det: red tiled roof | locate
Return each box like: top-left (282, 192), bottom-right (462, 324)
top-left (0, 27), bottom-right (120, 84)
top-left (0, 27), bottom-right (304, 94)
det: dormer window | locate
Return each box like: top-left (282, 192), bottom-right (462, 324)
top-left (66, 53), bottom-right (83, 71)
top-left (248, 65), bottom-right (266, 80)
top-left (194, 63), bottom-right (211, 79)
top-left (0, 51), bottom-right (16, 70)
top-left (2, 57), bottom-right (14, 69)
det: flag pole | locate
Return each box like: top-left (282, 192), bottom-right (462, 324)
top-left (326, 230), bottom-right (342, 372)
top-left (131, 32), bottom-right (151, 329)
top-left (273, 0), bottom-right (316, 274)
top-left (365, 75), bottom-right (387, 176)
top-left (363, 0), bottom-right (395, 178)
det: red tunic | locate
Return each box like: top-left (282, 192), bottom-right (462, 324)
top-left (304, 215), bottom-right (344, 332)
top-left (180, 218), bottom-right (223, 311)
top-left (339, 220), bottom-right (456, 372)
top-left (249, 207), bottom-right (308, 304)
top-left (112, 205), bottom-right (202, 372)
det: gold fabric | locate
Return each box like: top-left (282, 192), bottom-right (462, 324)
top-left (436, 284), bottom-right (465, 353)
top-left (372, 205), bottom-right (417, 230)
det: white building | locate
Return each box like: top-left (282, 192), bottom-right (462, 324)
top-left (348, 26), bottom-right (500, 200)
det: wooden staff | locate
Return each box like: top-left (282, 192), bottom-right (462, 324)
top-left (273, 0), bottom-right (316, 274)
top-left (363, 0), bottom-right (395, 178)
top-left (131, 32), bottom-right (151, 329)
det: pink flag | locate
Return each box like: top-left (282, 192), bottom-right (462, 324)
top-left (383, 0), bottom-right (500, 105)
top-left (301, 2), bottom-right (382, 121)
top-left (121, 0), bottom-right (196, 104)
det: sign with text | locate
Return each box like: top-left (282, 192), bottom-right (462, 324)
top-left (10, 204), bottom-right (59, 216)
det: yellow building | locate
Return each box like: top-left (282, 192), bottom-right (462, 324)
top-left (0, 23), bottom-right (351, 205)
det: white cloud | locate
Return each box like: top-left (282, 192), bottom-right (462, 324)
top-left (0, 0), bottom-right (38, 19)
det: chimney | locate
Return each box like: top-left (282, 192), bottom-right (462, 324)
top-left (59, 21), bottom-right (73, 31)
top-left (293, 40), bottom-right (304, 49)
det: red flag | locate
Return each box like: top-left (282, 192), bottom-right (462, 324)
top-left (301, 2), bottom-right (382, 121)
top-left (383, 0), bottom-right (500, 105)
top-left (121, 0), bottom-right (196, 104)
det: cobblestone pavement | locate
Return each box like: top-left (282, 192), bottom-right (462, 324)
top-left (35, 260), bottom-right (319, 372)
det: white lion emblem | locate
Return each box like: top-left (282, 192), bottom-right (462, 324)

:: Short problem ::
Write out the items word for word, starting at the line that contains "det: red tunic | locate" and stopping after the line that contains "top-left (10, 204), bottom-right (59, 216)"; include both of those lines.

:: The answer ::
det: red tunic | locate
Return each box like: top-left (282, 192), bottom-right (462, 324)
top-left (304, 215), bottom-right (344, 332)
top-left (180, 218), bottom-right (223, 311)
top-left (339, 220), bottom-right (456, 372)
top-left (249, 207), bottom-right (308, 304)
top-left (112, 205), bottom-right (202, 372)
det: gold fabric | locate
Return each box like: top-left (282, 192), bottom-right (462, 324)
top-left (436, 284), bottom-right (465, 353)
top-left (372, 205), bottom-right (417, 230)
det: white building | locate
Return each box like: top-left (282, 192), bottom-right (462, 324)
top-left (348, 26), bottom-right (500, 200)
det: wooden staff | locate
Return each box like: top-left (282, 192), bottom-right (462, 324)
top-left (273, 0), bottom-right (316, 274)
top-left (363, 0), bottom-right (395, 178)
top-left (131, 32), bottom-right (151, 329)
det: pink flag | locate
Return each box like: top-left (282, 192), bottom-right (462, 324)
top-left (383, 0), bottom-right (500, 105)
top-left (301, 2), bottom-right (382, 121)
top-left (121, 0), bottom-right (196, 104)
det: sign with text | locate
Return each box like: top-left (282, 192), bottom-right (462, 324)
top-left (10, 204), bottom-right (59, 216)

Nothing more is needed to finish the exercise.